> [Exercise aim] All of the data should be reproduced word for word, though its pictures must be omitted.
--- Entries supplied Enclosed Below ---
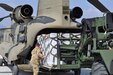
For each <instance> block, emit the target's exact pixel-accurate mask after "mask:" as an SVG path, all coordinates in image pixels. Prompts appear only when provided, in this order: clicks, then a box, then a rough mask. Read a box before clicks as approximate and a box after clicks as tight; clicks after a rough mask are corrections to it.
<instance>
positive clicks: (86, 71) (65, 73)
mask: <svg viewBox="0 0 113 75" xmlns="http://www.w3.org/2000/svg"><path fill="white" fill-rule="evenodd" d="M0 75H12V70H11V69H10V68H9V67H6V66H4V67H0ZM19 75H32V72H24V71H20V73H19ZM39 75H74V73H73V72H43V73H42V72H40V73H39ZM81 75H90V69H81Z"/></svg>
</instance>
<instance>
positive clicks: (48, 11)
mask: <svg viewBox="0 0 113 75" xmlns="http://www.w3.org/2000/svg"><path fill="white" fill-rule="evenodd" d="M87 1H88V2H89V3H91V4H92V5H94V6H95V7H96V8H97V9H99V10H100V11H101V12H102V13H105V14H106V15H105V16H102V17H94V18H84V19H83V20H82V22H81V23H79V22H77V21H76V19H79V18H81V16H82V15H83V11H82V9H81V8H80V7H74V8H73V9H72V10H70V8H69V0H46V1H45V0H39V4H38V15H37V16H36V17H33V16H32V13H33V8H32V7H31V6H30V5H28V4H26V5H20V6H17V7H16V8H13V7H11V6H9V5H7V4H4V3H0V7H2V8H3V9H5V10H6V11H10V12H11V14H9V15H8V16H5V17H3V18H0V21H2V20H3V19H5V18H7V17H10V18H11V19H12V20H14V23H13V24H12V25H11V28H7V29H1V30H0V31H2V32H3V34H1V38H2V40H0V41H1V43H0V55H2V56H3V59H1V60H0V62H1V63H0V64H1V65H2V64H3V63H4V64H5V65H9V64H12V65H14V66H15V64H16V65H18V64H28V63H29V60H30V58H31V50H32V49H33V48H34V47H35V44H36V43H37V41H38V42H39V43H40V44H41V45H42V48H43V50H45V51H43V53H45V56H46V55H48V53H46V51H48V50H46V49H50V48H47V47H46V46H47V45H48V46H49V47H52V48H51V51H50V52H52V49H54V50H55V51H56V52H53V53H50V55H53V56H55V58H54V57H52V59H53V60H51V61H55V63H53V64H51V65H52V66H50V64H46V63H48V62H47V60H49V59H50V58H49V57H48V58H45V59H44V61H43V63H42V64H41V67H40V68H41V69H44V68H47V69H51V70H69V71H70V70H73V71H74V73H75V75H80V69H81V68H86V67H87V68H91V69H92V72H91V74H92V75H101V74H106V75H112V74H113V55H112V54H113V51H112V46H113V44H112V43H113V40H112V31H113V26H112V24H113V13H111V12H110V11H109V10H108V9H107V8H106V7H105V6H104V5H103V4H102V3H101V2H100V1H99V0H95V1H94V0H87ZM51 33H52V34H55V35H53V36H51ZM64 35H66V37H65V36H64ZM48 38H49V39H50V38H51V40H52V41H55V42H54V43H56V44H55V45H54V46H53V44H51V43H52V42H49V44H47V45H46V46H44V44H45V43H46V42H44V41H46V40H47V39H48ZM65 42H68V44H67V43H65ZM6 45H7V47H6ZM50 45H51V46H50ZM54 53H55V54H54ZM44 62H45V63H44ZM48 65H49V66H48ZM97 67H99V68H98V69H97ZM14 75H17V73H16V74H14Z"/></svg>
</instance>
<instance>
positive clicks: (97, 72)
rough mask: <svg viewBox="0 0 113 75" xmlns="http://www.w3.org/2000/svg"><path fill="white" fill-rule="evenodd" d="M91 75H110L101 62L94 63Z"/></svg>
mask: <svg viewBox="0 0 113 75" xmlns="http://www.w3.org/2000/svg"><path fill="white" fill-rule="evenodd" d="M91 75H108V73H107V70H106V68H105V66H104V65H103V64H102V63H101V62H94V63H93V65H92V71H91Z"/></svg>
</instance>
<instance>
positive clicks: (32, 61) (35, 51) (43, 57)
mask: <svg viewBox="0 0 113 75" xmlns="http://www.w3.org/2000/svg"><path fill="white" fill-rule="evenodd" d="M31 54H32V56H31V60H30V65H31V66H32V68H33V75H38V72H39V64H40V61H41V60H42V59H43V58H44V56H43V54H42V52H41V48H40V44H38V43H37V44H36V47H35V48H34V49H33V50H32V52H31Z"/></svg>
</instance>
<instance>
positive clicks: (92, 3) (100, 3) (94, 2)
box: [88, 0, 110, 13]
mask: <svg viewBox="0 0 113 75" xmlns="http://www.w3.org/2000/svg"><path fill="white" fill-rule="evenodd" d="M88 2H90V3H91V4H93V5H94V6H95V7H96V8H97V9H99V10H100V11H101V12H104V13H107V12H110V11H109V10H108V9H107V8H106V7H105V6H104V5H103V4H102V3H101V2H100V1H98V0H88Z"/></svg>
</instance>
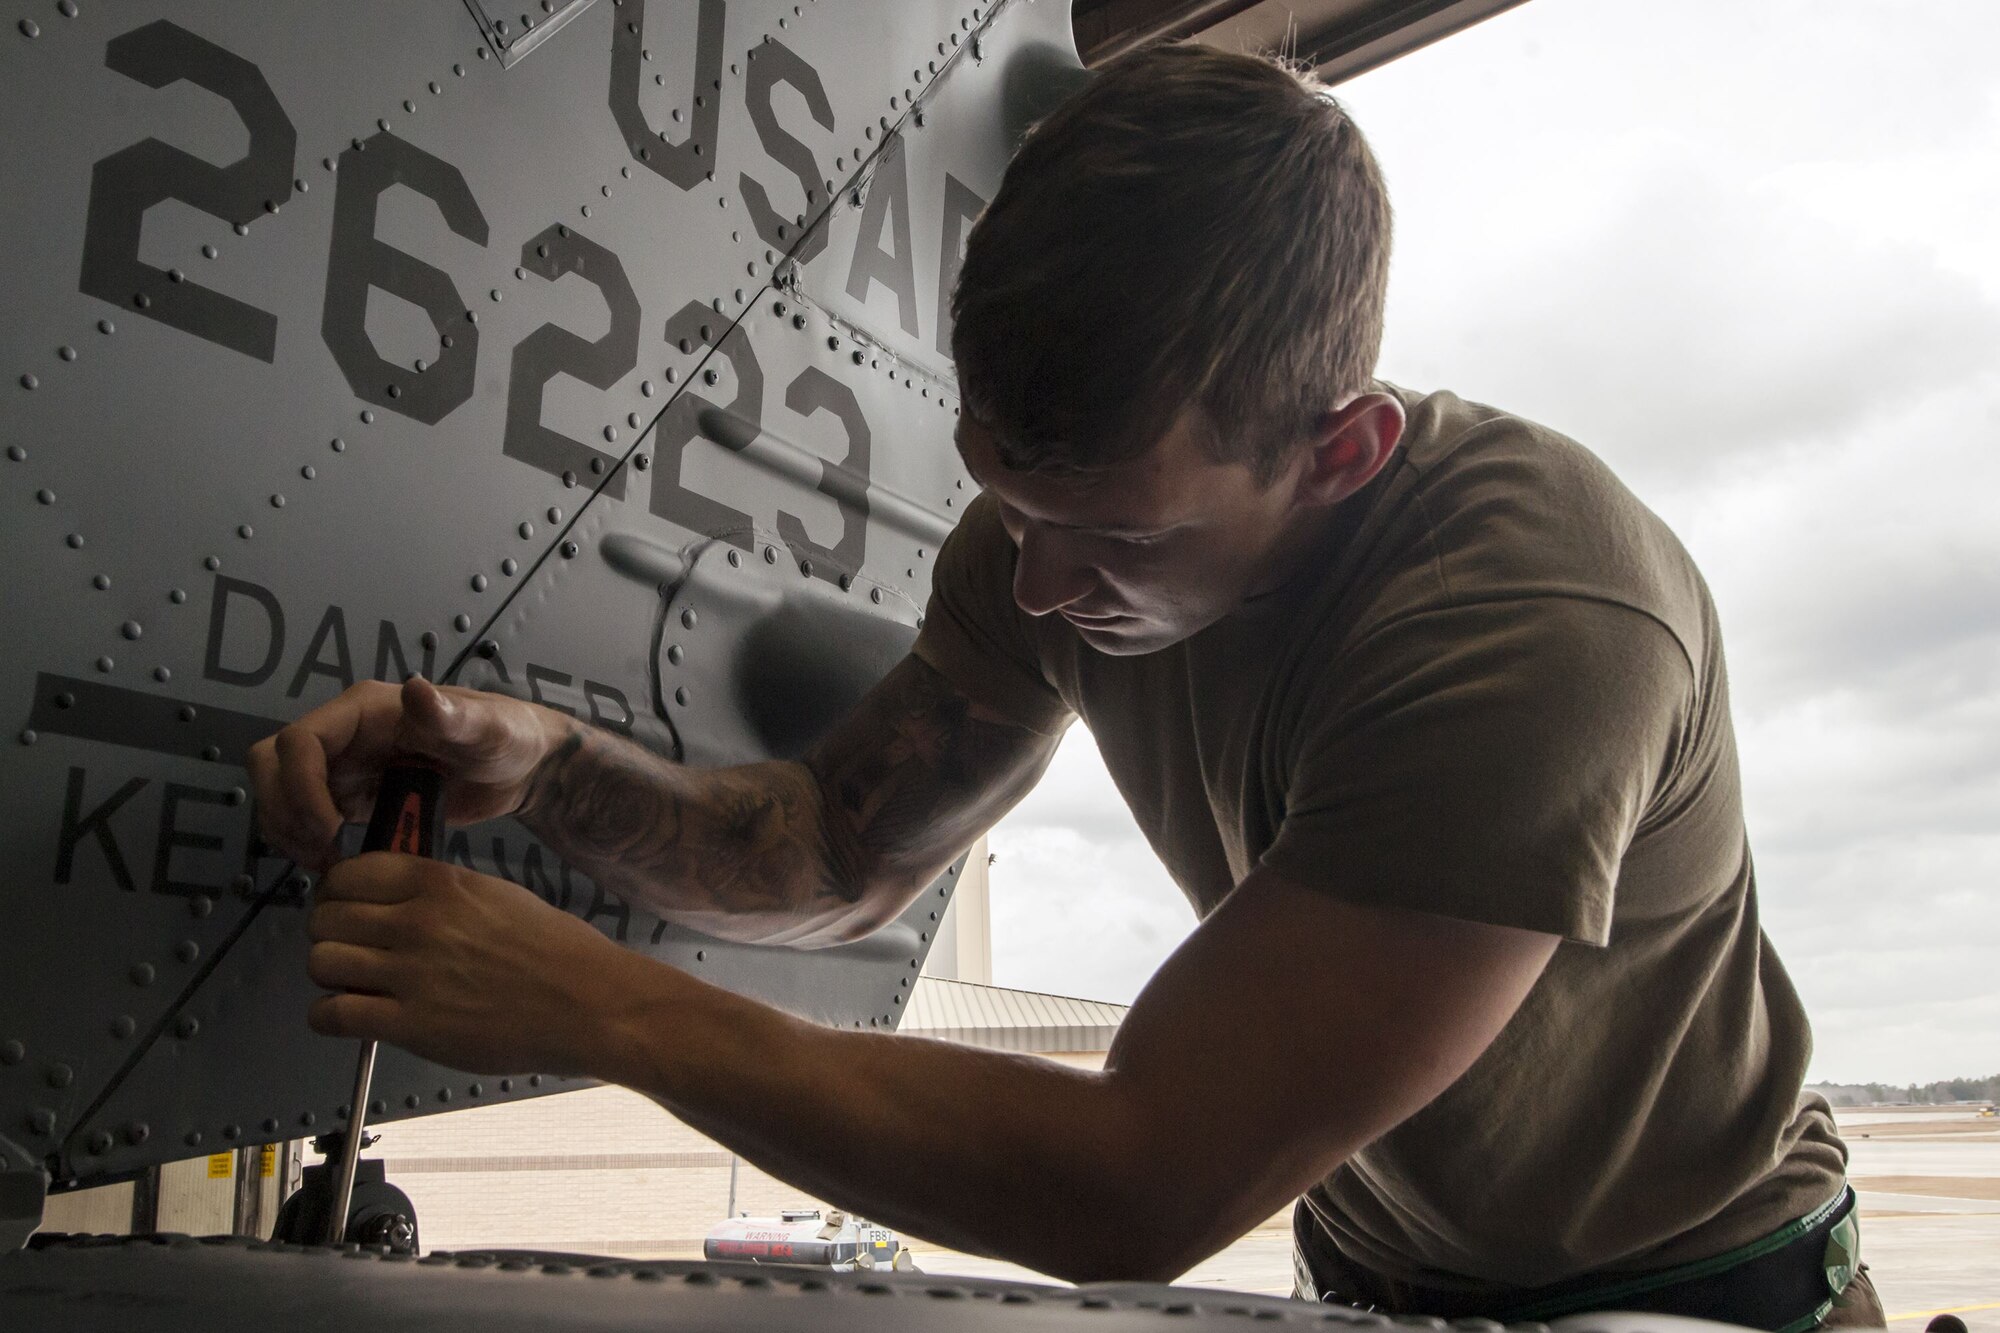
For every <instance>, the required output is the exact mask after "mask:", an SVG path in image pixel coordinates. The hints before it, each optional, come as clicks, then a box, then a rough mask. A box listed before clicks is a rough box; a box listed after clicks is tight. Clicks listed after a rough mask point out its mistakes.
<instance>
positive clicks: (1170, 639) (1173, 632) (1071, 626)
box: [1070, 616, 1180, 656]
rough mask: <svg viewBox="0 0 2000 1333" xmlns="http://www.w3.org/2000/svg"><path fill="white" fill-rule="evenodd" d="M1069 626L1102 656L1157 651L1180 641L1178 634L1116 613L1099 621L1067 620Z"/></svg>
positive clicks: (1118, 655)
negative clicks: (1161, 629)
mask: <svg viewBox="0 0 2000 1333" xmlns="http://www.w3.org/2000/svg"><path fill="white" fill-rule="evenodd" d="M1070 628H1072V630H1076V636H1078V638H1082V640H1084V644H1088V646H1090V648H1094V650H1096V652H1102V654H1104V656H1140V654H1142V652H1158V650H1160V648H1166V646H1168V644H1174V642H1178V640H1180V634H1174V632H1166V630H1160V626H1156V624H1146V622H1144V620H1134V618H1130V616H1118V618H1116V620H1106V622H1102V624H1078V622H1076V620H1070Z"/></svg>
--- End of Enclosed Entries supplied ---
> [Written solution]
For each <instance> block, emit the target's exact pixel-accurate mask after "mask:" as an SVG path, all coordinates in image pixels. Prompts appear only when provided, in this order: clicks, then a box, then a rough mask. Read a box before clicks as approximate and a box after clicks as tight; clicks after a rough mask are corrections to it.
<instance>
positive clicks: (86, 71) (65, 73)
mask: <svg viewBox="0 0 113 75" xmlns="http://www.w3.org/2000/svg"><path fill="white" fill-rule="evenodd" d="M0 75H12V70H11V69H10V68H9V67H6V66H4V67H0ZM19 75H32V72H24V71H20V73H19ZM39 75H74V73H73V72H43V73H42V72H40V73H39ZM81 75H90V69H81Z"/></svg>
</instance>
<instance>
positive clicks: (48, 11)
mask: <svg viewBox="0 0 113 75" xmlns="http://www.w3.org/2000/svg"><path fill="white" fill-rule="evenodd" d="M87 1H88V2H89V3H91V4H92V5H94V6H95V7H96V8H97V9H99V10H100V11H101V12H102V13H105V14H106V15H105V16H102V17H94V18H84V19H83V20H82V22H81V23H79V22H77V21H76V19H79V18H81V16H82V15H83V11H82V9H81V8H80V7H74V8H73V9H72V10H70V8H69V0H46V1H45V0H39V4H38V15H37V16H36V17H33V16H32V13H33V8H32V7H31V6H30V5H28V4H26V5H20V6H17V7H16V8H13V7H11V6H9V5H7V4H4V3H0V7H2V8H3V9H5V10H6V11H10V12H11V14H9V15H8V16H5V17H3V18H0V21H2V20H3V19H5V18H7V17H10V18H11V19H12V20H14V23H13V24H12V25H11V28H7V29H1V30H0V31H2V32H3V34H1V38H2V40H0V41H1V43H0V55H2V56H3V59H1V60H0V62H1V63H0V64H1V65H2V64H3V63H4V64H5V65H9V64H12V65H14V66H15V64H16V65H18V64H28V63H29V60H30V58H31V50H32V49H33V48H34V47H35V44H36V43H37V41H38V42H39V43H40V44H41V45H42V48H43V50H45V51H43V53H45V56H46V55H48V53H46V51H48V50H46V49H50V48H47V47H46V46H47V45H48V46H49V47H52V48H51V51H50V52H52V49H54V50H55V51H56V52H53V53H50V55H53V56H55V58H54V57H52V59H53V60H51V61H55V63H53V64H51V65H52V66H50V64H46V63H48V62H47V60H49V59H50V58H49V57H48V58H45V59H44V61H43V63H42V64H41V67H40V68H41V69H44V68H47V69H51V70H69V71H70V70H73V71H74V73H75V75H80V69H81V68H86V67H87V68H91V69H92V72H91V74H92V75H101V74H106V75H112V74H113V55H112V54H113V51H112V46H113V44H112V43H113V40H112V31H113V26H112V24H113V13H111V12H110V11H109V10H108V9H107V8H106V7H105V6H104V5H103V4H102V3H101V2H100V1H99V0H95V1H94V0H87ZM51 33H52V34H55V35H53V36H51ZM64 35H66V37H65V36H64ZM48 38H49V39H50V38H51V40H52V41H55V42H54V43H56V44H55V45H54V46H53V44H51V43H52V42H49V44H47V45H46V46H44V44H45V43H46V42H44V41H46V40H47V39H48ZM65 42H68V44H67V43H65ZM6 45H7V47H6ZM50 45H51V46H50ZM54 53H55V54H54ZM44 62H45V63H44ZM48 65H49V66H48ZM97 67H99V68H98V69H97ZM14 75H17V73H16V74H14Z"/></svg>
</instance>
<instance>
positive clicks: (97, 72)
rough mask: <svg viewBox="0 0 113 75" xmlns="http://www.w3.org/2000/svg"><path fill="white" fill-rule="evenodd" d="M91 75H110L101 62L94 63Z"/></svg>
mask: <svg viewBox="0 0 113 75" xmlns="http://www.w3.org/2000/svg"><path fill="white" fill-rule="evenodd" d="M91 75H108V73H107V70H106V68H105V66H104V65H103V64H102V63H101V62H94V63H93V65H92V71H91Z"/></svg>
</instance>
<instance>
positive clicks: (32, 61) (35, 51) (43, 57)
mask: <svg viewBox="0 0 113 75" xmlns="http://www.w3.org/2000/svg"><path fill="white" fill-rule="evenodd" d="M31 54H32V56H31V60H30V65H31V66H32V68H33V75H38V72H39V64H40V61H41V60H42V59H43V58H44V56H43V54H42V52H41V48H40V44H38V43H37V44H36V47H35V48H34V49H33V50H32V52H31Z"/></svg>
</instance>
<instance>
positive clicks: (92, 3) (100, 3) (94, 2)
box: [88, 0, 110, 13]
mask: <svg viewBox="0 0 113 75" xmlns="http://www.w3.org/2000/svg"><path fill="white" fill-rule="evenodd" d="M88 2H90V3H91V4H93V5H94V6H95V7H96V8H97V9H99V10H100V11H101V12H104V13H107V12H110V11H109V10H108V9H107V8H106V7H105V6H104V5H103V4H102V3H101V2H100V1H98V0H88Z"/></svg>
</instance>
For every <instance>, the required output is the exact mask after "mask:", an SVG path in image pixel coordinates. The hints before it, each optional, come as clicks, then a box, then a rough mask. A box listed before clicks is a rough box; a box listed after clicks is tight. Clicks listed after a rough mask point out its mistakes.
<instance>
positive clicks: (1170, 639) (1173, 632) (1071, 626)
box: [1070, 616, 1180, 656]
rough mask: <svg viewBox="0 0 2000 1333" xmlns="http://www.w3.org/2000/svg"><path fill="white" fill-rule="evenodd" d="M1069 626L1102 656L1157 651L1180 641L1178 634L1116 613L1099 621L1067 620Z"/></svg>
positive clicks: (1118, 655)
negative clicks: (1161, 629)
mask: <svg viewBox="0 0 2000 1333" xmlns="http://www.w3.org/2000/svg"><path fill="white" fill-rule="evenodd" d="M1070 628H1072V630H1076V636H1078V638H1082V640H1084V644H1088V646H1090V648H1094V650H1096V652H1102V654H1104V656H1140V654H1142V652H1158V650H1160V648H1166V646H1168V644H1174V642H1178V640H1180V634H1174V632H1166V630H1160V626H1156V624H1146V622H1144V620H1134V618H1130V616H1118V618H1116V620H1106V622H1102V624H1078V622H1076V620H1070Z"/></svg>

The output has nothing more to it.